Given exercise 1:
According to the article about skipping a workout, how old is the writer?
Given exercise 2:
Reproduce the passage of the workout article from "Written by Scott" up to and including "plate right now.".

Reasons Why I Shouldn’t Workout Today

Reasons Why I Shouldn’t Workout Today

Written by Scott Everson

YAWN! It’s morning and I’m tired! How am I supposed to workout like this? I had big plans last night that I would wake up today and be uber productive. I was going to make the day count but I’m not so sure anymore. Of course, I would LOVE to workout and take care of my plans but I have a lot on my plate right now.

Before you judge just hear me out. NO NO I have some legit reasons:

  1. I’m tired! Didn’t I already tell you this? Look, I’m 35 years old. I’m getting up there in age. I’m starting to see a lot of floaters in my eyes. I look to the right, I look to the left, they just follow me around wherever I go. My neck kind of hurts. My pillow is losing it’s luster but what am I to do? Should I buy a new pillow every 6 months? Pillows aren’t made like they were in the old days. Back then you’d buy a pillow and it would last for at least 10 years. Great, there’s another item for my to do list today!

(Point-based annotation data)

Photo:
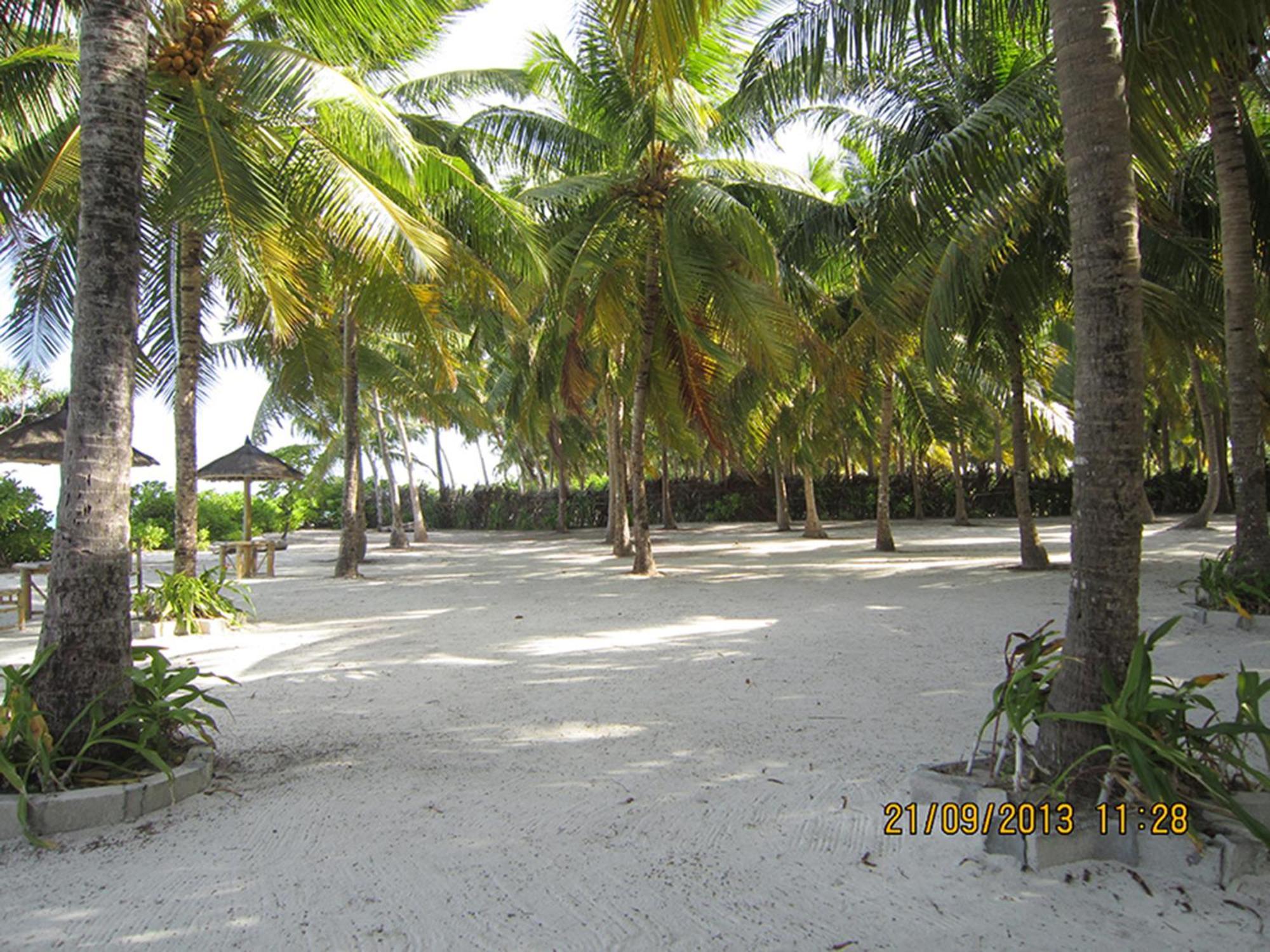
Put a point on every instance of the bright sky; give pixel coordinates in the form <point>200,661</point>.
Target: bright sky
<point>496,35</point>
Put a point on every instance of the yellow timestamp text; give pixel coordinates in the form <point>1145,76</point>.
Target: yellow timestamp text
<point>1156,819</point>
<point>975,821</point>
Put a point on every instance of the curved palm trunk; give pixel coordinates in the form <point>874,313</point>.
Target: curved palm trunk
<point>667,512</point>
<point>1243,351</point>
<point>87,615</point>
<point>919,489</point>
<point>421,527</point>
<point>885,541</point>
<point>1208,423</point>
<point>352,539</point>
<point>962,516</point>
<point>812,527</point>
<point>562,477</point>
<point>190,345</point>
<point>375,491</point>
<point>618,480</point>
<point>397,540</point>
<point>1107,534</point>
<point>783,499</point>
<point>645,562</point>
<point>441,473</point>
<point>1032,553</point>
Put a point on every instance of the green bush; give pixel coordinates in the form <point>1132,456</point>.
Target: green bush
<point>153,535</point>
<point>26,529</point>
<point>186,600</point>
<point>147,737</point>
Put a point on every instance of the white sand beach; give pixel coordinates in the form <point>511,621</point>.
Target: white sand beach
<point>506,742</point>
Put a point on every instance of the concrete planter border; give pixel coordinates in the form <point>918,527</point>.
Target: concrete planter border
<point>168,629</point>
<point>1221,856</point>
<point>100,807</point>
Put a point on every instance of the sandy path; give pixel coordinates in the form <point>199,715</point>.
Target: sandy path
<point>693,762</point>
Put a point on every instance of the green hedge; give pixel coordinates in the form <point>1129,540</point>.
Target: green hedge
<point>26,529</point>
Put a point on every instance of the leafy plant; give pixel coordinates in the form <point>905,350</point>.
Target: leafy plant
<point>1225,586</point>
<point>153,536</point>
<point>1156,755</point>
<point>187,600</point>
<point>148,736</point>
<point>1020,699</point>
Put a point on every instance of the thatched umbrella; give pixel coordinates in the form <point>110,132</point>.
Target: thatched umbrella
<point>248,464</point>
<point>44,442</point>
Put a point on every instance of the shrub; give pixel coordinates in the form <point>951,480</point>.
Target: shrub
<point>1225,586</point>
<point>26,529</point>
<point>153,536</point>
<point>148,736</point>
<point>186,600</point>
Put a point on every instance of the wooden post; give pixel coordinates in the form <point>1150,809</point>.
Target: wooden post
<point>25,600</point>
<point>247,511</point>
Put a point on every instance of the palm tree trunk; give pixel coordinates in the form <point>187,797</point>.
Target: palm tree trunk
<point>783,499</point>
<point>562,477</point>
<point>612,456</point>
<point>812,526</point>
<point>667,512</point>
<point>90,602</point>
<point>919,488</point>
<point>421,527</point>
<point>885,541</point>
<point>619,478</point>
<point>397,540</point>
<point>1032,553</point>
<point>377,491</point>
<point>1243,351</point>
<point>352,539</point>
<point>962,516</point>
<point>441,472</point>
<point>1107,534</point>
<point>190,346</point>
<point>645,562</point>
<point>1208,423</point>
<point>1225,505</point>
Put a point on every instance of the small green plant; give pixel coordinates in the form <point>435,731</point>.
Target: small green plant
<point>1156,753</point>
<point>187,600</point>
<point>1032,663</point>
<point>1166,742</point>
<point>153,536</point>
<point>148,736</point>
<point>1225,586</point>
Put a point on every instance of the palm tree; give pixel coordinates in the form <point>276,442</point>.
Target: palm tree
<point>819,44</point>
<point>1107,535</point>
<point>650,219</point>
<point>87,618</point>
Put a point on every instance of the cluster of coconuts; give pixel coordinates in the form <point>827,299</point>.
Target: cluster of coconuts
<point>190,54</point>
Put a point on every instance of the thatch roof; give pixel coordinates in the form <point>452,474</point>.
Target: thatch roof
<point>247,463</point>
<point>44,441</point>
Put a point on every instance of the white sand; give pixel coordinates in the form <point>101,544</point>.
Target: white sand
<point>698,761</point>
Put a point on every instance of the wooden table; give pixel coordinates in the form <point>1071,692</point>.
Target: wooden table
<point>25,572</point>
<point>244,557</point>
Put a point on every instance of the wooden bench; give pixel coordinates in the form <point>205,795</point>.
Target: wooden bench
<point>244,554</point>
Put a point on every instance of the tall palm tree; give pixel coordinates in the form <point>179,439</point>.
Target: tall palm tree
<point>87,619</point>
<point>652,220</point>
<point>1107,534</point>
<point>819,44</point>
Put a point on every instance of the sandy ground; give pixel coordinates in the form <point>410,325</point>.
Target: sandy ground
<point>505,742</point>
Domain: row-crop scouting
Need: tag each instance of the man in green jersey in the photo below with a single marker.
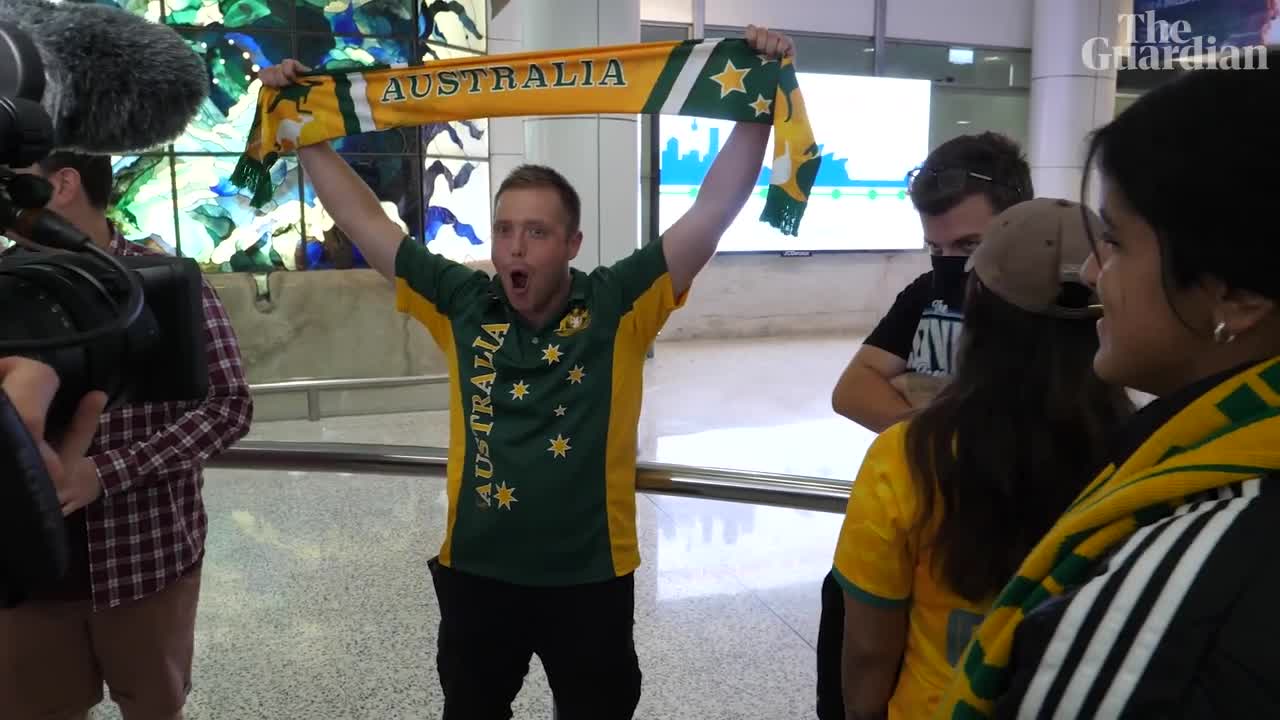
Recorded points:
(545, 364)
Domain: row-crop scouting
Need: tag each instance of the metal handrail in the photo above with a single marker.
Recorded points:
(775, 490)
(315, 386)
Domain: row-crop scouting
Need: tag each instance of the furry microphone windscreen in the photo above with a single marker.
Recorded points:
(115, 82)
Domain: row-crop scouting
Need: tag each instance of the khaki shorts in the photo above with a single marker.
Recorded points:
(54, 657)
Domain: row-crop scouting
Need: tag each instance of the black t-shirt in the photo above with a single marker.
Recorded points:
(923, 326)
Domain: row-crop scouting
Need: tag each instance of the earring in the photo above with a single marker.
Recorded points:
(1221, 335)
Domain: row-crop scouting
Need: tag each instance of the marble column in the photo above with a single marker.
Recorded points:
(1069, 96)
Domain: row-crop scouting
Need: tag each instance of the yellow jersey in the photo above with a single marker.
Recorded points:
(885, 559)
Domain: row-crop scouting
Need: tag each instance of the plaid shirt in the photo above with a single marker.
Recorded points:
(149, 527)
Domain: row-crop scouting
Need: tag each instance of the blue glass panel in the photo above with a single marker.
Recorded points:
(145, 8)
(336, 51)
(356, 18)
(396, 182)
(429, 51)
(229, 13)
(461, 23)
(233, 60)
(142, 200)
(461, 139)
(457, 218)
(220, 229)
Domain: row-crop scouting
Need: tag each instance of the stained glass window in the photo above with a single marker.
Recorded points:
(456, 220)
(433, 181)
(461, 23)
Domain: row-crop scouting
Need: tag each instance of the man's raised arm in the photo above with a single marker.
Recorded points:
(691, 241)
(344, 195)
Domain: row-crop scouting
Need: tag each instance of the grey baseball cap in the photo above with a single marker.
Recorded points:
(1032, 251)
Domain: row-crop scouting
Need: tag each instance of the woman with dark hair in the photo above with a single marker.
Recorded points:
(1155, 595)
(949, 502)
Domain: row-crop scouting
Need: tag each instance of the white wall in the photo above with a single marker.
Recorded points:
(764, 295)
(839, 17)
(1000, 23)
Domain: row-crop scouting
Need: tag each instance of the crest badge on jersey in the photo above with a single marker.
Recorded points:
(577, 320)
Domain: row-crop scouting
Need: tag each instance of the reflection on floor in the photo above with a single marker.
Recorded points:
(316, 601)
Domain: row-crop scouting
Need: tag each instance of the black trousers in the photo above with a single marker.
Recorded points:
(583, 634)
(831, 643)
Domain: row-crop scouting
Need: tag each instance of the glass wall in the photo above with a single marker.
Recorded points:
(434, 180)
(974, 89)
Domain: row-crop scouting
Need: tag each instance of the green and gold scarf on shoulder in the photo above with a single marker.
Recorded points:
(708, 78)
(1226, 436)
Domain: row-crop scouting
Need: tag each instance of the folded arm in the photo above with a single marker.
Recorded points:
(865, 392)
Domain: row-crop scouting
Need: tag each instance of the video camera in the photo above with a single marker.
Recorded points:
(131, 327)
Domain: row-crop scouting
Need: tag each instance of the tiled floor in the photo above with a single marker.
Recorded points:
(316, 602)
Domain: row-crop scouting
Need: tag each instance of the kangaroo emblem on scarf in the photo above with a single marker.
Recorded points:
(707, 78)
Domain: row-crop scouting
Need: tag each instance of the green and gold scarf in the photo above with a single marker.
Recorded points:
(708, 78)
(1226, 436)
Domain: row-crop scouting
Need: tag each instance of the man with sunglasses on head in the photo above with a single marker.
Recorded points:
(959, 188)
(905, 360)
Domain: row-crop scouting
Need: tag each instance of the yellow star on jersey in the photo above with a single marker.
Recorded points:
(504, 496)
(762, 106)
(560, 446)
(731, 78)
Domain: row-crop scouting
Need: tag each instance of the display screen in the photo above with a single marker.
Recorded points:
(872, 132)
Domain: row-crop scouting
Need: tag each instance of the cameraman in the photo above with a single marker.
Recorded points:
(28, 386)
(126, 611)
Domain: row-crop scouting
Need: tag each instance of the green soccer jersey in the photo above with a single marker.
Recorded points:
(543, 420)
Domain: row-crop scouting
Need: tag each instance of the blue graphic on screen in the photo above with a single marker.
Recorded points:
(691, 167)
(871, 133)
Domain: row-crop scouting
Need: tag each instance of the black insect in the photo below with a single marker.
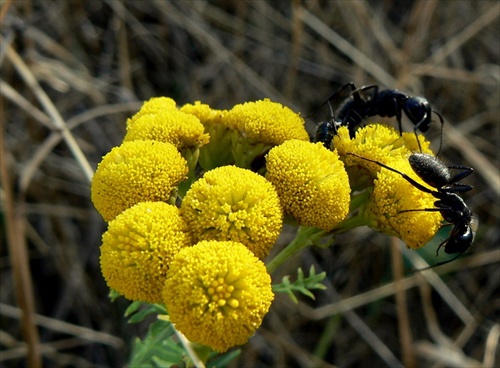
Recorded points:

Correct response 1:
The writer is 35 years old.

Correct response 2:
Written by Scott Everson

YAWN! It’s morning and I’m tired! How am I supposed to workout like this? I had big plans last night that I would wake up today and be uber productive. I was going to make the day count but I’m not so sure anymore. Of course, I would LOVE to workout and take care of my plans but I have a lot on my plate right now.